Fortunately, a lot of people are contributing to AutoGPT now and it is improving quickly. They are revamping the core right now and I expect it will work far better when they are done. With time, better tools will be made available to GPT-4 and progress should then be faster.
Thanks for your kind words. We are working on SerpApi integration for Auto-GPT: https://github.com/serpapi/public-roadmap/issues/905
would love to see how you implemented this with guidance. Did you use GPT4?
I tried doing more complex tasks using GPT4 and was initially optimistic about plugins but they have all been very disappointing.
For instance, a dream for me would be something like: "Find some rental property opportunities within 1 hour commute to New York City, that have a high rent to sale price and low taxes"
Broken down into steps it would be:
1. Find towns within 50 miles or so from within Manhattan. Take the top 100 or so by population
2. Find commute times for each one leaving at 9am monday and coming back at 6pm. Narrow down the cities to 1 hours. Unfortunately I didn't see any map plugins but maybe something like wolfram alpha can suffice or just google commute time for each town
3. Use zillow to pull typical rents and sale prices for each town. build a simple model (maybe wolfram) to model the rent and apply them to homes for sale including taxes. calculate median expected rent / median sale price
4. Remove towns that you don't have enough data on (not enough rentals or homes for sale) and return the top towns with a few examples of how much you can get
If I were building something like autogpt, I would start with an example like this and use this almost like an integration test. Theoretically all the pieces are there, but it just falls apart very quickly. I've heard these models can't yet do "planning" and i'm not sure what that means technically but I think this kind of problem requires planning so it might be a model limitation
It was my hypothesis that the variety of trash returned by things like serpapi need to be massaged into something consistent and potentially run through a result retrieval and fine tuning stage to be useful to a high level agent like autogpt, but didn't make it far enough to have anything working to show.

[Saved entries]
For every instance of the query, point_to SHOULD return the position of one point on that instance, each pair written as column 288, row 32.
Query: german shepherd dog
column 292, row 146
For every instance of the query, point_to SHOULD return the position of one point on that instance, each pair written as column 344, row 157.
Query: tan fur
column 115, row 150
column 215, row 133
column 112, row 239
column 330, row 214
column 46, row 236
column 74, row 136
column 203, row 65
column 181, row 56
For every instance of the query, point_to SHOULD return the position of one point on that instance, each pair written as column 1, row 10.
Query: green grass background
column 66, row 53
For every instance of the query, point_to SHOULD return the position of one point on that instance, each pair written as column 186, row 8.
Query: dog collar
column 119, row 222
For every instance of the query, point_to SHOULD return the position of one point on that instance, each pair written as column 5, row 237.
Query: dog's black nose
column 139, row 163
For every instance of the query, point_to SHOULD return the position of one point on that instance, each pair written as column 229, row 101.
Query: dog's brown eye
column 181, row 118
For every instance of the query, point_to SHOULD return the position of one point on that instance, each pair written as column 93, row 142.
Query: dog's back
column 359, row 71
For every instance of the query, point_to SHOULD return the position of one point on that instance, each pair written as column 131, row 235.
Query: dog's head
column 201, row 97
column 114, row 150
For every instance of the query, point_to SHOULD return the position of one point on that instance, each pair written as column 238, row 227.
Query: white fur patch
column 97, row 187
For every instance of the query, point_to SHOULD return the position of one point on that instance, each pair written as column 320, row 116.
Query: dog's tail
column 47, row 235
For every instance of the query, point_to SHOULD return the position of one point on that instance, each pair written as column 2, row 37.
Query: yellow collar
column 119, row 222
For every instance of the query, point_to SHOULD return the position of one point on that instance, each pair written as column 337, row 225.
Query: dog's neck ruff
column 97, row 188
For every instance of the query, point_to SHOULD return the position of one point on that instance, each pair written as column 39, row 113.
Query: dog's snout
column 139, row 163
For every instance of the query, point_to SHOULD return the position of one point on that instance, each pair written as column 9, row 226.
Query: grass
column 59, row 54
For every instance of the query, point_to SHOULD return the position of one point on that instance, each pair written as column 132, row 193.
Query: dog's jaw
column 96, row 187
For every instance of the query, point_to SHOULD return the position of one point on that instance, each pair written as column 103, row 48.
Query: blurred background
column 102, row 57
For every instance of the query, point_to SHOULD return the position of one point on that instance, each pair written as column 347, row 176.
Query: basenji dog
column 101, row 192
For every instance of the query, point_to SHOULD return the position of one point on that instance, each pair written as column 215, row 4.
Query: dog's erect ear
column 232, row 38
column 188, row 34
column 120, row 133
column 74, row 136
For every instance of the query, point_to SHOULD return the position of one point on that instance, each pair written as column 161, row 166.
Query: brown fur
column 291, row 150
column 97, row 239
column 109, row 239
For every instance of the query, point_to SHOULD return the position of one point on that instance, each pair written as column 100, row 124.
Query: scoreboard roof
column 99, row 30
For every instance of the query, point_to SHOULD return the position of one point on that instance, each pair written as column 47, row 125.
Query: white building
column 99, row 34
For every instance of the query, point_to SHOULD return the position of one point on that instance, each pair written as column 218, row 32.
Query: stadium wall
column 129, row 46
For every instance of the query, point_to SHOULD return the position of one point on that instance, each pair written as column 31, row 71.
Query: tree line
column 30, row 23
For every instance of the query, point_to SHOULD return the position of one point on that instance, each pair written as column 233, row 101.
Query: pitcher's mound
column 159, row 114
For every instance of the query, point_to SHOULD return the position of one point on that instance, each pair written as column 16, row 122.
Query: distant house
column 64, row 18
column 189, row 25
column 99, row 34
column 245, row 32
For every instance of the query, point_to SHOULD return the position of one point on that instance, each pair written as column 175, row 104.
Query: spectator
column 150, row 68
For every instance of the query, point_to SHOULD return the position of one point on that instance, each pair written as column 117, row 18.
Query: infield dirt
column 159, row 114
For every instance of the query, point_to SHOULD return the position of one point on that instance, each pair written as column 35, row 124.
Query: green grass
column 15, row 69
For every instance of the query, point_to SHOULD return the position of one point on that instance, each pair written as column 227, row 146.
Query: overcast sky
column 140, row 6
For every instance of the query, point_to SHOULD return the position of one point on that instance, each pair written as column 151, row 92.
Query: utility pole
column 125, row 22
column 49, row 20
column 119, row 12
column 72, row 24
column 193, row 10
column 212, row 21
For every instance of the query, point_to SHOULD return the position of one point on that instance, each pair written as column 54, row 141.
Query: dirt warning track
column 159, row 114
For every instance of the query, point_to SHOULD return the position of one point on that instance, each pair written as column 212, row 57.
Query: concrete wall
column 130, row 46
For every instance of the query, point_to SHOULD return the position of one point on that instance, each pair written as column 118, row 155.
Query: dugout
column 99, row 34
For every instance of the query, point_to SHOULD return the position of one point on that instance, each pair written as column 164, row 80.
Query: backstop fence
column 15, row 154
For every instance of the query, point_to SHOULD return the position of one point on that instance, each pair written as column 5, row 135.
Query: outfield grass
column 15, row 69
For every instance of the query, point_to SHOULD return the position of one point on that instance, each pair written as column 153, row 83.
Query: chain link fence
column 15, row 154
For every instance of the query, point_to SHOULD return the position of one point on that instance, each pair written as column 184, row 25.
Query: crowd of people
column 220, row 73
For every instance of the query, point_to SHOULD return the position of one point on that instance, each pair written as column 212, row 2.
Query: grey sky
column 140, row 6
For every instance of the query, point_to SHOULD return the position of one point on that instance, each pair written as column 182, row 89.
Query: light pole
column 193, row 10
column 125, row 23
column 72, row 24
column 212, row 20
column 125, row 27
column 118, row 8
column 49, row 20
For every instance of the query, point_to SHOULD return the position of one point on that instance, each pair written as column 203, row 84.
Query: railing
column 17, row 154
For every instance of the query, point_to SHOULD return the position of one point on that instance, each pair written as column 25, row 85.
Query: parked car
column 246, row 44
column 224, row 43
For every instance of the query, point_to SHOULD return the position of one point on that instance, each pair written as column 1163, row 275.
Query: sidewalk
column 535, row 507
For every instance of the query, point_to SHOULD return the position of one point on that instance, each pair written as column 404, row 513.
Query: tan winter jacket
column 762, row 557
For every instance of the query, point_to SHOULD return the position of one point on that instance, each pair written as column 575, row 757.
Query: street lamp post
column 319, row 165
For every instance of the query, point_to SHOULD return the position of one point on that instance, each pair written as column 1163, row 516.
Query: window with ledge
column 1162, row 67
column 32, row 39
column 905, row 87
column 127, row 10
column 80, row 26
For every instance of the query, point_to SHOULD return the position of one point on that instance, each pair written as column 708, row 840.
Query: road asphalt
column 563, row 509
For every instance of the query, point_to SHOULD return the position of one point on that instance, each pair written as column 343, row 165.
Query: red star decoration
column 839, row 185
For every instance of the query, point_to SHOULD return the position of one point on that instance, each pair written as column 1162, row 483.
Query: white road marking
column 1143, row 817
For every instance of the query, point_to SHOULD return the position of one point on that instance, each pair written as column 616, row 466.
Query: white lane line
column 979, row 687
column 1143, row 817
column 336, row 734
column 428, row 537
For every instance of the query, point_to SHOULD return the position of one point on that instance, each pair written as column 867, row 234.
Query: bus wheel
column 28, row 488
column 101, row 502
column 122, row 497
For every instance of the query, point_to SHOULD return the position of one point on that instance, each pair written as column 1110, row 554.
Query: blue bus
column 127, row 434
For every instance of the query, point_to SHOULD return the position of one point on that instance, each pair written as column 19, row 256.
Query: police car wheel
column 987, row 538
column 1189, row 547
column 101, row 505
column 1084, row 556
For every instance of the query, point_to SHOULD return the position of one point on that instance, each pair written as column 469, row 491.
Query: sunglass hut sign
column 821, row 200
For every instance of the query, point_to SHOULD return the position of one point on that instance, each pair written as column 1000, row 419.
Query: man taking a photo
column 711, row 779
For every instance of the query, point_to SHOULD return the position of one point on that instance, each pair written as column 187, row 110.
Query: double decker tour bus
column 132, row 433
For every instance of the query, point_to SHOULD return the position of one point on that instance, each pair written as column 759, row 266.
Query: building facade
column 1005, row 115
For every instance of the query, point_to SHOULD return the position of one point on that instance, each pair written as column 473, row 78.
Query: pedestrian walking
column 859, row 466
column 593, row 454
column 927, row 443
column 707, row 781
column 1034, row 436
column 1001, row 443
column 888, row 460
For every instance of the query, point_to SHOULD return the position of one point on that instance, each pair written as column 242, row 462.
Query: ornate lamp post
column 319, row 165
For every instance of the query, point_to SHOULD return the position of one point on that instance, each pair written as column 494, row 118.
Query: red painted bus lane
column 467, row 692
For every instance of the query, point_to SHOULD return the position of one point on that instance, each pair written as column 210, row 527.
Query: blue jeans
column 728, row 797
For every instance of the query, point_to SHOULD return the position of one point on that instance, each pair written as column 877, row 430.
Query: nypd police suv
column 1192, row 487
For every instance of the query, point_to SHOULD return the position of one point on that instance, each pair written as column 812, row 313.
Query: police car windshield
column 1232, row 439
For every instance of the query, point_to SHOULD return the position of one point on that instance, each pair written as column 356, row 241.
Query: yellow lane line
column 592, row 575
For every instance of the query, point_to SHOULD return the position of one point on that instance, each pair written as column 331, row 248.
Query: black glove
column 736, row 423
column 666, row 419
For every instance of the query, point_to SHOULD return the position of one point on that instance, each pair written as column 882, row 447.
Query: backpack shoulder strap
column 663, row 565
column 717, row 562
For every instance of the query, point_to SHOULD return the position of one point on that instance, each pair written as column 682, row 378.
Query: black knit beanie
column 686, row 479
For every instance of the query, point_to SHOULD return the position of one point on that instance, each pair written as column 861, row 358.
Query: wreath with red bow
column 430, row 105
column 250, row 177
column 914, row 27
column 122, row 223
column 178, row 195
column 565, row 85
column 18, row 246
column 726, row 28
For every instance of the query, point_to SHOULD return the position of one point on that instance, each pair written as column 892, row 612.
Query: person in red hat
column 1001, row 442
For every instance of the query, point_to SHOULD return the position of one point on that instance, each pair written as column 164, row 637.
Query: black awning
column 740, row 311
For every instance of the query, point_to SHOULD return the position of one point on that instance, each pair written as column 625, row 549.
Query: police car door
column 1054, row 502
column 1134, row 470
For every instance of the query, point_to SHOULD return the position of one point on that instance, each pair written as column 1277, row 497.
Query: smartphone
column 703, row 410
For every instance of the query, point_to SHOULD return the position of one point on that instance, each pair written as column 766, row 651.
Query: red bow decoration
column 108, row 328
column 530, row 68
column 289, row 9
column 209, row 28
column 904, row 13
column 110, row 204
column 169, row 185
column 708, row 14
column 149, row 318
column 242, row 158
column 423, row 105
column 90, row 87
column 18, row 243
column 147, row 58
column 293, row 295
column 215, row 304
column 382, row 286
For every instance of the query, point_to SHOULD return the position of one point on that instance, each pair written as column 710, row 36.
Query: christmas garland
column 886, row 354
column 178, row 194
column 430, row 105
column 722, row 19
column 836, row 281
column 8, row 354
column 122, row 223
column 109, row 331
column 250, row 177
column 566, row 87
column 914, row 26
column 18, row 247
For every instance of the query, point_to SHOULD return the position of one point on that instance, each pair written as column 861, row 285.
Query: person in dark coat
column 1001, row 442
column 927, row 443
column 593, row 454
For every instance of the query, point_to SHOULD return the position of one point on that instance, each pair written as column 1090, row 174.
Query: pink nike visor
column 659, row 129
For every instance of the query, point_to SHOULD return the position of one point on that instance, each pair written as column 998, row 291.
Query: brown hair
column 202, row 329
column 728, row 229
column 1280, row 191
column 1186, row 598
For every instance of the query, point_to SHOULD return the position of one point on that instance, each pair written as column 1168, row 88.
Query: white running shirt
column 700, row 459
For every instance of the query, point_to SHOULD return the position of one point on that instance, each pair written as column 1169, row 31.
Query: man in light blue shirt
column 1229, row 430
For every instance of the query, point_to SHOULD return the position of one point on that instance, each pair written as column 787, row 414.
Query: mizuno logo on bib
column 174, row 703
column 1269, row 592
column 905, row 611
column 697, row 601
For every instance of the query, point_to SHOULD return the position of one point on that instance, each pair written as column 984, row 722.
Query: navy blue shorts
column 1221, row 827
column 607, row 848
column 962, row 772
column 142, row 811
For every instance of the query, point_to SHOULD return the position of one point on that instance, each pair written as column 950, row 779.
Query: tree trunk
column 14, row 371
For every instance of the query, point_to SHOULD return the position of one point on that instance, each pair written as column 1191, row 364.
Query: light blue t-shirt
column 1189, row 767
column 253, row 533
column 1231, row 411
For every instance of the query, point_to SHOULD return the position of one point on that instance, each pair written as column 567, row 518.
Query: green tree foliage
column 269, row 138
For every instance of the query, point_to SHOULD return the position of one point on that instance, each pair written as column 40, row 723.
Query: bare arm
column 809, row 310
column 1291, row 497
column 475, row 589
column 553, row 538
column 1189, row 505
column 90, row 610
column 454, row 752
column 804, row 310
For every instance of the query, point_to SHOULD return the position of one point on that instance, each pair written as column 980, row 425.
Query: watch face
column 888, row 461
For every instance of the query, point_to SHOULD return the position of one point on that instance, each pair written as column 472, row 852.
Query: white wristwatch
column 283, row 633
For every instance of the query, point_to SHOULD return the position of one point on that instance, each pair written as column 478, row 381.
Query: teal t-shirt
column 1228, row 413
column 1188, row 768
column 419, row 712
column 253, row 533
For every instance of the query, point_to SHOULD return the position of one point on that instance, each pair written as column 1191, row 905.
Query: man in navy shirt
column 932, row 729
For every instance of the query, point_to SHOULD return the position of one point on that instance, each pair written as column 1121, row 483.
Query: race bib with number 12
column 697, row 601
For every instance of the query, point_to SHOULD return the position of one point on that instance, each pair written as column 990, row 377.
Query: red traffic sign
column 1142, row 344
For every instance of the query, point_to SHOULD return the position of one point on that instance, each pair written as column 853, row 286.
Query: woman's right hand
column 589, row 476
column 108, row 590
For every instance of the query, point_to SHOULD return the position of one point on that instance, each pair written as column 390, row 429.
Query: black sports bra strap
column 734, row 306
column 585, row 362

= Required work =
a – In the AutoGPT thread, which site does the poster plan to use to get typical rents and sale prices for each town?
b – Using the AutoGPT thread, explain why the poster thinks the rental-property search might run into a limit of the model itself.
c – Write what comes next in the AutoGPT thread, continuing from its last post.
These lines are separate material and are not part of the AutoGPT thread.

= Per-task answers =
a – Zillow.

b – The poster has heard that these models can't yet do "planning," and thinks this kind of problem needs planning. That is why the poster suspects the way it falls apart may be a model limitation.

c –
here's the video: https://www.loom.com/share/5e83475be2464778950f7df7e209ac2d
basically, this effort ended up failing because, well, problem solving itself is inherently complex.
https://en.wikipedia.org/wiki/Fifth-generation_programming_l...
seems like the exact same thing happened with ChatGPT / AutoGPT / GPT4, and this will keep happening.
A bit early to call it, by far.
Serious development around these capabilities have only just gotten off the ground.
It also doesn't seem like LLMs are done improving.
I was thinking that perhaps we have been working with abstractions that are too low-level. Instead of providing a set of tools such as API calls or text splitters, wouldn't it be more reliable to give agents templates or workflows of successful tasks, such as trimming videos or booking restaurants?
These templates would consist of a set of function calls, or a graph of connected components in low-code tools like LangFlow. I believe auto agents already use a similar concept where they cache successful tasks for future reuse. The idea is to populate these caches with the most common use cases, and use retrieval if they become too large, so that we don't experience cache-miss most of the time and work with lower-level abstractions (tools) as the baseline. Templates, like prompts, should be portable (e.g. JSON) to avoid the need for everyone to reinvent the wheel. While this solution may not be as impressive as a full autonomous agent and may not work for a generalized case, it should produce a more predictable outcome, I think.
It's really turtles all the way down.